> _What the task asks_
Return the items word for word, from the line with "Point to the blue sky" up to and including the final line of the items below.

> _Input_
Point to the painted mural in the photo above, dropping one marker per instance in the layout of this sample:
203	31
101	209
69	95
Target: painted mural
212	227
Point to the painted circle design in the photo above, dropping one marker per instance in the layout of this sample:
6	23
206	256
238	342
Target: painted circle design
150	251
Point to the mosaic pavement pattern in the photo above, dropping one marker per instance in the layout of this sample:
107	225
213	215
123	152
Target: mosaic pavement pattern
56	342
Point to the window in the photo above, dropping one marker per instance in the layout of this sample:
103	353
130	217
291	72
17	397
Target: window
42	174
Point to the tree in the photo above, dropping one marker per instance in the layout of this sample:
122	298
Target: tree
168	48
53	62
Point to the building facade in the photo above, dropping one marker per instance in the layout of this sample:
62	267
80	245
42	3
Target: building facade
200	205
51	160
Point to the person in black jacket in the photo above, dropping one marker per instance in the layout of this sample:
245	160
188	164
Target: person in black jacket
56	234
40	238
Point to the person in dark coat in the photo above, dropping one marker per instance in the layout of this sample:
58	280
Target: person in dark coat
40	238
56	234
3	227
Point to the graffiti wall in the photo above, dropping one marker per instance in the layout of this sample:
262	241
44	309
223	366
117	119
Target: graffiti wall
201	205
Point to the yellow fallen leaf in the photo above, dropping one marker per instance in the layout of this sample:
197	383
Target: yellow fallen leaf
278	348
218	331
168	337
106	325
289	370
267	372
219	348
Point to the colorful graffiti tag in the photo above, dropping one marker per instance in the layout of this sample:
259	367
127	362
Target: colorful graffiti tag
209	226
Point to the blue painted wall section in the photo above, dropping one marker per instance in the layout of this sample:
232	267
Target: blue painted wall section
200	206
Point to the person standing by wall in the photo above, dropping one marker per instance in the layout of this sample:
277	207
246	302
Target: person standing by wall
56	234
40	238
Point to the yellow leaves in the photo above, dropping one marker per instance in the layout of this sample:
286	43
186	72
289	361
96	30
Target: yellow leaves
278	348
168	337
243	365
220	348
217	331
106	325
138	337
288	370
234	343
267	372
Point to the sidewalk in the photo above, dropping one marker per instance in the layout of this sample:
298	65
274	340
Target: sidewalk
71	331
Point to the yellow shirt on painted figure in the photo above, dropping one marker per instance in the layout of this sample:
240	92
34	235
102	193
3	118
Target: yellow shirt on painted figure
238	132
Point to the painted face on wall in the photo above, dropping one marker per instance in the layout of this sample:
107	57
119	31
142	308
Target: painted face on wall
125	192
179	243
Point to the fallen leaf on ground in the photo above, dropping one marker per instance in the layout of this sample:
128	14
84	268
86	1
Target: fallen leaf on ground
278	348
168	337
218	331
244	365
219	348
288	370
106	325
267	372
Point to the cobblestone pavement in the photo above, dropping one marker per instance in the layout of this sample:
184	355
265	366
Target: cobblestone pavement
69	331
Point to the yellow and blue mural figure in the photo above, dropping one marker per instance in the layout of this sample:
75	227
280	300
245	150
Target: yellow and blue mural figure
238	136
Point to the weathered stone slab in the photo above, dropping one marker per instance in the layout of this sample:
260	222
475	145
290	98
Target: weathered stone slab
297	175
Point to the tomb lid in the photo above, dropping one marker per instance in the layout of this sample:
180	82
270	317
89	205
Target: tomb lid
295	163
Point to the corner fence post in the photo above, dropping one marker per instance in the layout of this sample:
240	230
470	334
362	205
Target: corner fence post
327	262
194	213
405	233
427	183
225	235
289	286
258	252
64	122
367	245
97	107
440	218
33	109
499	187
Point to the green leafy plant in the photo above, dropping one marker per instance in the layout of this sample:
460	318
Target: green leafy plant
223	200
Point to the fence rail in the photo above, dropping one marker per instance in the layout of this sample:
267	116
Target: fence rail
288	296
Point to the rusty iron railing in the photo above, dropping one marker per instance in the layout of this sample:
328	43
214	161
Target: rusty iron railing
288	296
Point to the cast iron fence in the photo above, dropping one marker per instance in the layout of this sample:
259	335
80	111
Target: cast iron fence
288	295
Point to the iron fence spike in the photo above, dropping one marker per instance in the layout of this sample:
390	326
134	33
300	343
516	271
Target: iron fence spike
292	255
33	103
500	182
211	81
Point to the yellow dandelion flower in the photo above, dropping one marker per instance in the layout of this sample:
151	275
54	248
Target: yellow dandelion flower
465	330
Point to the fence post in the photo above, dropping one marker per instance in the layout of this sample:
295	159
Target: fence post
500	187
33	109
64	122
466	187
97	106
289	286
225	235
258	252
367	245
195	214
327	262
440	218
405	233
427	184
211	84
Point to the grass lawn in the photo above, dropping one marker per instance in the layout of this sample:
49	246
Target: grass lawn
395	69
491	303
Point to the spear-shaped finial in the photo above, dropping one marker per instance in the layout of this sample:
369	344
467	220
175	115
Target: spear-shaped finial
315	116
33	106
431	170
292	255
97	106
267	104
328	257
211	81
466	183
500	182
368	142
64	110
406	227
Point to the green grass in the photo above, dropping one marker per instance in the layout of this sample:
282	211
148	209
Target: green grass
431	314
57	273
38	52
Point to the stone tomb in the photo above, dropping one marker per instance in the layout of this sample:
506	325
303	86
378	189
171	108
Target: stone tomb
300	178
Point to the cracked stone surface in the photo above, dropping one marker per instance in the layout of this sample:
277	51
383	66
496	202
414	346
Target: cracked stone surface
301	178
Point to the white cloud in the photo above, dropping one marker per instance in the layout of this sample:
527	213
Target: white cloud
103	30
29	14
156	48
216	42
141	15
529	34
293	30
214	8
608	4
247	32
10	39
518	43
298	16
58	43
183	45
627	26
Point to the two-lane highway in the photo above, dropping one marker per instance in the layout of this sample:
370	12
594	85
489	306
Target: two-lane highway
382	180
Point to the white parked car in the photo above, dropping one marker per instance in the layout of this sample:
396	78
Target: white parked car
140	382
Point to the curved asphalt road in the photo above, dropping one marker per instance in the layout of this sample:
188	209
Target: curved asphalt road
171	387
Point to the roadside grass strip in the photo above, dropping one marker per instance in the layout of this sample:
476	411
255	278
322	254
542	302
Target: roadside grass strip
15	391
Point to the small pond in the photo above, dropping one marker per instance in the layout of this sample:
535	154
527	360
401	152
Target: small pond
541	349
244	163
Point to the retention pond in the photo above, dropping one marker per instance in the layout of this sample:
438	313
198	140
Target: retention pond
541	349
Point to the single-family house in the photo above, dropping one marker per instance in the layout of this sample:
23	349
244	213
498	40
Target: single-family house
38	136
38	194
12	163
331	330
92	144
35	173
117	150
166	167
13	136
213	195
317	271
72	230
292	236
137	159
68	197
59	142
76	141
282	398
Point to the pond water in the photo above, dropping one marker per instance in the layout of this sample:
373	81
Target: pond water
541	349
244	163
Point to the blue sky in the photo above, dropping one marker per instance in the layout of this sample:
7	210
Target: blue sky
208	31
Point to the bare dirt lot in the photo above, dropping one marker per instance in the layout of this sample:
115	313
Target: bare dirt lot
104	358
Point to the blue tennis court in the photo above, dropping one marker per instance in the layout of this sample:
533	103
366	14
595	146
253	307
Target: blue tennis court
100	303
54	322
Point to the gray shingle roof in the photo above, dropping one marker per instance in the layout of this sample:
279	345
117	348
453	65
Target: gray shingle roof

> _Output_
Point to the blue sky in the photo above, dropping one marker per instance in the layout of this sample:
7	210
Target: blue sky
208	31
Point to the bare dirt lot in the photo above, dropping one marker per instance in the layout of this sample:
115	313
Target: bare dirt lot
104	358
Point to the blue tennis court in the photo above, dropping one marker per instance in the layout of this sample:
533	103
366	14
595	146
253	307
Target: blue tennis court
100	303
54	322
Point to the gray shingle roof in the photo above, dropping one marker per instance in the layout of this sample:
279	345
117	348
453	65
Target: gray shingle roof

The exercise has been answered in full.